Exactly reproduce each entry, leaving out nothing.

___ Information supplied

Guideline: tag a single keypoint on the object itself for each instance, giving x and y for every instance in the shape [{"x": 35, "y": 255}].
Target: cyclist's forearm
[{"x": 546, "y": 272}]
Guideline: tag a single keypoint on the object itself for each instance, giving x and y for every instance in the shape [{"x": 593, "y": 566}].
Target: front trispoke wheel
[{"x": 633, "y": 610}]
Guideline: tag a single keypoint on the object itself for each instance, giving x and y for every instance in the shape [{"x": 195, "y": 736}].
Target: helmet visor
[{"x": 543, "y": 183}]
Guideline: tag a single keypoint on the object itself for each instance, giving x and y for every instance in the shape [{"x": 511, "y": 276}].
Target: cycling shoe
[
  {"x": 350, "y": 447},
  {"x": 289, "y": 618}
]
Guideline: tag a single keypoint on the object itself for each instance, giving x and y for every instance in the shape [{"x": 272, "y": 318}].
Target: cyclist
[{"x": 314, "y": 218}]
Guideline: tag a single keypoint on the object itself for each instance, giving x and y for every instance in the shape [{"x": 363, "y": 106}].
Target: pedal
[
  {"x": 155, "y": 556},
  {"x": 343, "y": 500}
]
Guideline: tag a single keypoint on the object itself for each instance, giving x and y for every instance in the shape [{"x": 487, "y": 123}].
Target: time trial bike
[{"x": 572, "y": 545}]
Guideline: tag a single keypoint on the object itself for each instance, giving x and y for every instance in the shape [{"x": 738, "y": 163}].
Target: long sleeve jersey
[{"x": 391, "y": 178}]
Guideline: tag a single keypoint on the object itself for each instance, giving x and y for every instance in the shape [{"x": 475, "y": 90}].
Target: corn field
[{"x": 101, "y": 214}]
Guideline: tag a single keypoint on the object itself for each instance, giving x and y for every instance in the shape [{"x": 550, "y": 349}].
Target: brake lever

______

Full answer:
Guideline: tag a single keypoint on the object itself for each instance, giving x and y for every instance in the shape [{"x": 35, "y": 255}].
Target: cyclist's forearm
[{"x": 546, "y": 272}]
Guideline: tag a single keypoint on the object itself for each instance, giving x and y for every instance in the shape [{"x": 593, "y": 566}].
Target: front trispoke wheel
[{"x": 633, "y": 610}]
Guideline: tag a single keypoint on the object itself for each instance, giving x and y for every instance in the shape [{"x": 195, "y": 736}].
Target: helmet visor
[{"x": 543, "y": 183}]
Guideline: tag a single keypoint on the object itself for each instance, giving x and y for every instance in the shape [{"x": 511, "y": 276}].
Target: cycling shoe
[
  {"x": 350, "y": 447},
  {"x": 289, "y": 618}
]
Guideline: tag a single keypoint on the object itself for each instance, giving x and y for every instance in the shape [{"x": 272, "y": 318}].
Target: cyclist
[{"x": 314, "y": 218}]
Guideline: tag a single keypoint on the object itself for each instance, giving x and y for every instance in the shape [{"x": 363, "y": 106}].
Target: pedal
[
  {"x": 155, "y": 556},
  {"x": 343, "y": 500}
]
Guideline: tag a single keypoint on the object itself for each instance, giving x and y for every instance in the shape [{"x": 487, "y": 123}].
Target: time trial bike
[{"x": 572, "y": 545}]
Guideline: tag a single keypoint on the object itself for each instance, giving x and y for every instance in the shape [{"x": 738, "y": 163}].
Target: long sleeve jersey
[{"x": 391, "y": 178}]
Guideline: tag a single keypoint on the object itself for each instance, giving x and y for every instance in the shape [{"x": 475, "y": 90}].
Target: corn field
[{"x": 101, "y": 214}]
Guideline: tag a single keypoint on the object itself for each instance, giving x and y for every instance in the shape [{"x": 550, "y": 349}].
Target: brake lever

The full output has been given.